**Problem**
Rewrite all the entries below as a numbered list with no blank lines. Leave the pictures out.

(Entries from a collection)
──────
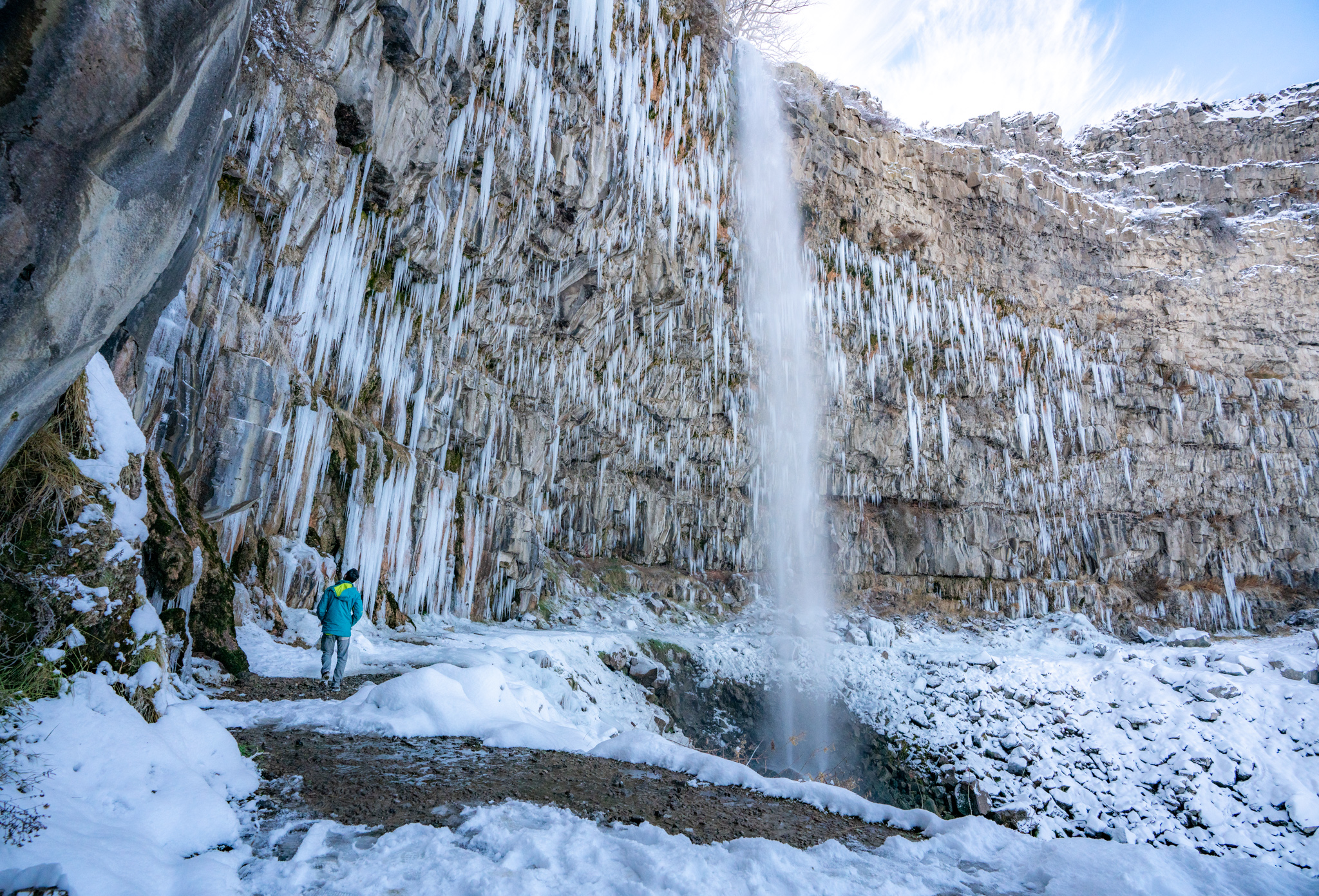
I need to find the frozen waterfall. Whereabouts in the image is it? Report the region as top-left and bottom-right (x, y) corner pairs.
(736, 41), (832, 773)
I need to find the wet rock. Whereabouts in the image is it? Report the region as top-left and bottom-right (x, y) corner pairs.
(0, 0), (249, 464)
(628, 656), (670, 687)
(1167, 628), (1210, 647)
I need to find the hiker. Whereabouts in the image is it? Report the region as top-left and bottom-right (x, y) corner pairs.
(317, 569), (361, 690)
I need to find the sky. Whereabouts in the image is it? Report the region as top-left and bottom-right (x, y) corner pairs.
(795, 0), (1319, 135)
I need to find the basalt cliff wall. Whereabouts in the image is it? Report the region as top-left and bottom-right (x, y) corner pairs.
(0, 0), (1319, 660)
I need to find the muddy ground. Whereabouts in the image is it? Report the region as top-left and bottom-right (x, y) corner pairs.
(237, 723), (913, 847)
(225, 672), (403, 701)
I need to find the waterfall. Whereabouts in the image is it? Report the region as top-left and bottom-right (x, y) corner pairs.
(736, 41), (831, 773)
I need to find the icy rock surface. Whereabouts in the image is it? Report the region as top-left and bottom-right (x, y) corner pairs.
(88, 1), (1319, 642)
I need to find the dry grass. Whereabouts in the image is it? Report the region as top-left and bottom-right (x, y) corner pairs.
(0, 376), (91, 566)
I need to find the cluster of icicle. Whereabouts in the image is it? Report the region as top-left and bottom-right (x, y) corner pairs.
(814, 238), (1319, 628)
(183, 0), (745, 616)
(147, 0), (1309, 631)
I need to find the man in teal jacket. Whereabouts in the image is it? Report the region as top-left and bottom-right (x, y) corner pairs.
(317, 569), (361, 690)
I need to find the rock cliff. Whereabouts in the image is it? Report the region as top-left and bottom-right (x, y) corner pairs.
(0, 0), (1319, 662)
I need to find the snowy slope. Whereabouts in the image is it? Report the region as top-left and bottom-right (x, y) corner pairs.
(688, 614), (1319, 867)
(0, 625), (1314, 896)
(0, 673), (260, 896)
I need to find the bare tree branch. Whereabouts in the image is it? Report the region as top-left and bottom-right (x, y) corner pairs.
(724, 0), (815, 63)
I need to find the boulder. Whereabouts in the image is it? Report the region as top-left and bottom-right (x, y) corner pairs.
(1167, 628), (1210, 647)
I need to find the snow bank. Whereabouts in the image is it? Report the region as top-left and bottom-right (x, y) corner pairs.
(591, 731), (954, 833)
(701, 614), (1319, 870)
(245, 801), (1314, 896)
(210, 662), (613, 751)
(0, 673), (260, 896)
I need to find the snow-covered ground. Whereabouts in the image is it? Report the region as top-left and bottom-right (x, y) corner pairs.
(0, 596), (1319, 896)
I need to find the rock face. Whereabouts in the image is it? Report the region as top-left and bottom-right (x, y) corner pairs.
(0, 0), (1319, 636)
(785, 67), (1319, 634)
(0, 0), (249, 464)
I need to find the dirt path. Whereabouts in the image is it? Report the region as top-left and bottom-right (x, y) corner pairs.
(224, 672), (403, 701)
(233, 723), (910, 847)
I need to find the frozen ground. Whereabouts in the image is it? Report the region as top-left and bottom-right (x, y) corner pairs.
(0, 599), (1319, 896)
(242, 602), (1319, 871)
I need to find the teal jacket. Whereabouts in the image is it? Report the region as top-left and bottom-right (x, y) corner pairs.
(317, 582), (361, 637)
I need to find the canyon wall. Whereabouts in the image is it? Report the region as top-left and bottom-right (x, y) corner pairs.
(4, 0), (1319, 660)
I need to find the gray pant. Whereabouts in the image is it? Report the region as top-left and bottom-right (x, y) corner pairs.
(321, 634), (352, 687)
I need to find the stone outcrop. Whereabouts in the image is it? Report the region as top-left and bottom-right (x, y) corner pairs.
(0, 0), (249, 464)
(786, 67), (1319, 631)
(0, 0), (1319, 651)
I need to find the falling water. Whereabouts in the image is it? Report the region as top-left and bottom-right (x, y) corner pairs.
(736, 43), (831, 773)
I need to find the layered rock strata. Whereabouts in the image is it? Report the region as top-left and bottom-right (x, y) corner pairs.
(3, 0), (1319, 643)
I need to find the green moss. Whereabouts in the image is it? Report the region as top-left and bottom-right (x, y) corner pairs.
(444, 447), (463, 472)
(637, 637), (691, 662)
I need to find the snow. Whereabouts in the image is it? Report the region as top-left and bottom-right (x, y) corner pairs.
(10, 611), (1319, 896)
(211, 660), (612, 751)
(0, 673), (258, 896)
(685, 614), (1319, 868)
(245, 801), (1313, 896)
(70, 352), (146, 544)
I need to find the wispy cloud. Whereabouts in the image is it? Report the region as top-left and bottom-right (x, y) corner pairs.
(801, 0), (1202, 133)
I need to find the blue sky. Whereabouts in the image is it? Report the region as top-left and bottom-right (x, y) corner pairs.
(781, 0), (1319, 133)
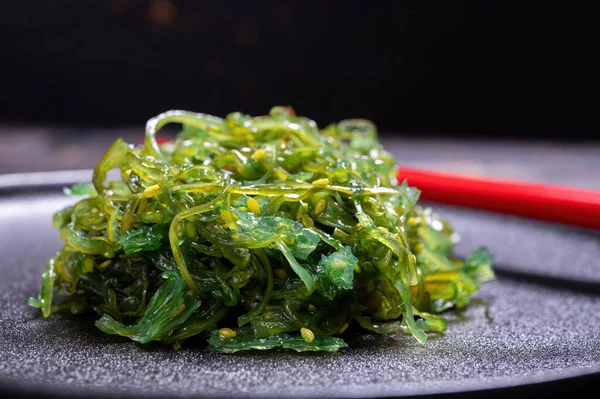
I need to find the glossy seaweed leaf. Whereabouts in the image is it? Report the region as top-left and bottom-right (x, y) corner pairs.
(208, 329), (348, 353)
(29, 107), (494, 353)
(96, 271), (201, 344)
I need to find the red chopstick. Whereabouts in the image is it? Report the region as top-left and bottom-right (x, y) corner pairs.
(398, 167), (600, 229)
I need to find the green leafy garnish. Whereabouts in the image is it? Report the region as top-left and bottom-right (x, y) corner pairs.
(29, 107), (494, 353)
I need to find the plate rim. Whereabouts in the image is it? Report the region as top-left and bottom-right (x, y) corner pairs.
(0, 169), (600, 399)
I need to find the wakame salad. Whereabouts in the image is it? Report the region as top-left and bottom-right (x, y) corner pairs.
(29, 106), (494, 353)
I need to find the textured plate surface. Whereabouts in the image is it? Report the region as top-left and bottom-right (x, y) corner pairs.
(0, 172), (600, 397)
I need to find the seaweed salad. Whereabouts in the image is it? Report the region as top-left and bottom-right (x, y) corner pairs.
(29, 106), (494, 353)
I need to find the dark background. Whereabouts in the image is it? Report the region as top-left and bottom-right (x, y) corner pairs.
(0, 0), (600, 139)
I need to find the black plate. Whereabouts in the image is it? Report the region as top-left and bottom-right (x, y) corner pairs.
(0, 171), (600, 397)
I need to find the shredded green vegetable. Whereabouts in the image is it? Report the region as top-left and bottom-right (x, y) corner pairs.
(29, 107), (494, 353)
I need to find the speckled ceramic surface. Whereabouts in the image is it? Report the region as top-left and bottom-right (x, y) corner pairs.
(0, 173), (600, 397)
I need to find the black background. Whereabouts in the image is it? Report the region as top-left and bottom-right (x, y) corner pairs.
──────
**Expected output**
1. I need to find the frozen waterfall. Whereabouts in the image is it? Report the region as top-left and bottom-right (x, y) corner pairs.
2. (736, 41), (832, 773)
3. I need to find the wet rock. Whereabouts in the image is it? Report the region as top-left and bottom-right (x, y) corner pairs.
4. (0, 0), (249, 464)
5. (628, 656), (670, 687)
6. (1167, 628), (1210, 647)
7. I need to find the hiker. Whereabouts in the image is it? Report the region as top-left and bottom-right (x, y) corner pairs.
8. (317, 569), (361, 690)
9. I need to find the sky. Whereabouts in the image is it? Report the region as top-left and bottom-right (x, y) corner pairs.
10. (795, 0), (1319, 135)
11. I need to find the basalt cliff wall. Whereabouts in the image is it? Report the region as top-left and bottom-right (x, y) corner pairs.
12. (0, 0), (1319, 660)
13. I need to find the muddy ground. Whereabouts in the image is it? Report the region as top-left and bottom-right (x, y) corner pairs.
14. (237, 723), (913, 847)
15. (225, 672), (403, 701)
16. I need to find the waterfall. Whereabouts in the image is it? Report the region as top-left and bottom-right (x, y) corner pairs.
17. (736, 41), (831, 773)
18. I need to find the icy rock surface. Whereabouts in the image is it? Report the region as top-left and bottom-right (x, y) corner pairs.
19. (88, 1), (1319, 642)
20. I need to find the dry grass. Whereabouts in the image is it? Report the region as top-left and bottom-right (x, y) corner pairs.
21. (0, 376), (91, 566)
22. I need to find the cluster of icicle. Whereabouts in the image is it? Report the region as top-left and bottom-right (x, y) corner pairs.
23. (814, 238), (1319, 628)
24. (183, 0), (745, 616)
25. (147, 0), (1309, 631)
26. I need to find the man in teal jacket. Whereabouts in the image is it? Report the region as top-left and bottom-right (x, y) corner pairs.
27. (317, 569), (361, 690)
28. I need to find the rock cliff. Whereabouts in the image is it? Report the region as top-left and bottom-right (x, y) corner pairs.
29. (0, 0), (1319, 662)
30. I need to find the snowy slope. Whereabouts in the image is it? Report the region as top-left and bottom-right (x, y) corner pairs.
31. (688, 614), (1319, 867)
32. (0, 625), (1314, 896)
33. (0, 673), (260, 896)
34. I need to find the bare tree branch. Whereabouts in the image is it? Report the region as top-left and bottom-right (x, y) corner pairs.
35. (724, 0), (815, 63)
36. I need to find the boulder. Whereabouts in the image is it? Report the region as top-left and bottom-right (x, y) corner pairs.
37. (1167, 628), (1210, 647)
38. I need to find the snow bank. Whereabouts in the image is it? Report the region as top-left and bottom-right (x, y) corner pairs.
39. (591, 731), (954, 833)
40. (701, 614), (1319, 870)
41. (245, 801), (1314, 896)
42. (210, 662), (613, 751)
43. (0, 673), (260, 896)
44. I need to find the snow-covered ground. Whereabouts in the image is it? Report the region as top-left and bottom-right (x, y) corner pairs.
45. (0, 596), (1319, 896)
46. I need to find the rock face. Whereabouts in the image is it? Report the region as top-left and bottom-right (x, y) corner pairs.
47. (0, 0), (1319, 636)
48. (785, 67), (1319, 634)
49. (0, 0), (249, 464)
50. I need to find the dirt path. Whereabouts in the image is it? Report the region as top-left and bottom-right (x, y) corner pairs.
51. (224, 672), (403, 701)
52. (233, 723), (910, 847)
53. I need to find the frozen ground. Whereabouts in the image is it? Report the region as top-left and bottom-right (x, y) corner pairs.
54. (0, 599), (1319, 896)
55. (242, 602), (1319, 871)
56. I need to find the teal jacket. Whereabouts in the image is it? Report the region as top-left and bottom-right (x, y) corner pairs.
57. (317, 582), (361, 637)
58. I need to find the canyon wall. Whereabouts in the image is it? Report the region as top-left and bottom-right (x, y) corner pairs.
59. (4, 0), (1319, 660)
60. I need to find the gray pant. Whereabouts in the image is it? Report the region as top-left and bottom-right (x, y) corner pairs.
61. (321, 634), (352, 687)
62. I need to find the stone outcrop. Whereabouts in the image is it? Report the region as top-left and bottom-right (x, y) corner pairs.
63. (0, 0), (249, 464)
64. (786, 67), (1319, 631)
65. (0, 0), (1319, 651)
66. I need to find the falling water. Whereabouts in the image is it? Report the region as top-left and bottom-right (x, y) corner pairs.
67. (736, 43), (831, 773)
68. I need to find the layered rock strata. Whereabouts in the image is it? Report the region as top-left and bottom-right (x, y) corner pairs.
69. (3, 0), (1319, 643)
70. I need to find the green moss. Whereabouts in the image is it? Report the region as top-left and bottom-right (x, y) corner pairs.
71. (444, 447), (463, 472)
72. (637, 637), (691, 662)
73. I need to find the snow. Whereabouts in the image is it? Report the region as top-left and bottom-right (x, y) corner pairs.
74. (10, 611), (1319, 896)
75. (211, 660), (612, 751)
76. (0, 673), (258, 896)
77. (685, 614), (1319, 868)
78. (245, 801), (1313, 896)
79. (70, 352), (146, 544)
80. I need to find the wispy cloud. Whereabouts in the image is it? Report the region as top-left and bottom-right (x, y) corner pairs.
81. (801, 0), (1202, 133)
82. I need to find the blue sky. Whereabouts in the image is it? Report the region as top-left and bottom-right (x, y) corner pairs.
83. (781, 0), (1319, 133)
84. I need to find the glossy seaweed leaf. Whereabouts in the image is it? Report the region as top-left and bottom-right (x, y) corner pairs.
85. (208, 329), (348, 353)
86. (29, 107), (494, 353)
87. (96, 271), (201, 344)
88. I need to find the red chopstick. Whereabouts in the image is it? Report the region as top-left and bottom-right (x, y) corner pairs.
89. (398, 167), (600, 229)
90. I need to find the green leafy garnish. Whereabouts in the image is it? Report the region as top-left and bottom-right (x, y) corner pairs.
91. (29, 107), (494, 353)
92. I need to find the plate rim. Whereabouts in the image is it? Report the region as top-left and bottom-right (x, y) corner pairs.
93. (0, 169), (600, 399)
94. I need to find the wakame salad. Whereabouts in the image is it? Report the region as top-left and bottom-right (x, y) corner pairs.
95. (29, 106), (494, 353)
96. I need to find the textured plate surface. Whereabouts in the image is it? Report the region as top-left and bottom-right (x, y) corner pairs.
97. (0, 172), (600, 397)
98. I need to find the seaweed salad. Whereabouts in the image is it? Report the region as top-left and bottom-right (x, y) corner pairs.
99. (29, 106), (494, 353)
100. I need to find the dark background. Whereabouts in the image is it? Report the region as top-left and bottom-right (x, y) corner pairs.
101. (0, 0), (600, 139)
102. I need to find the black plate. Whereabouts in the image is it? Report the region as top-left and bottom-right (x, y) corner pairs.
103. (0, 171), (600, 397)
104. I need to find the shredded green vegetable. Whereabouts in the image is it? Report the region as top-left and bottom-right (x, y) corner pairs.
105. (29, 107), (494, 353)
106. I need to find the speckled ceramic surface. Whereabouts in the image is it? Report the region as top-left and bottom-right (x, y) corner pairs.
107. (0, 173), (600, 397)
108. I need to find the black background. Whereabouts in the image is it? Report the region as top-left and bottom-right (x, y) corner pairs.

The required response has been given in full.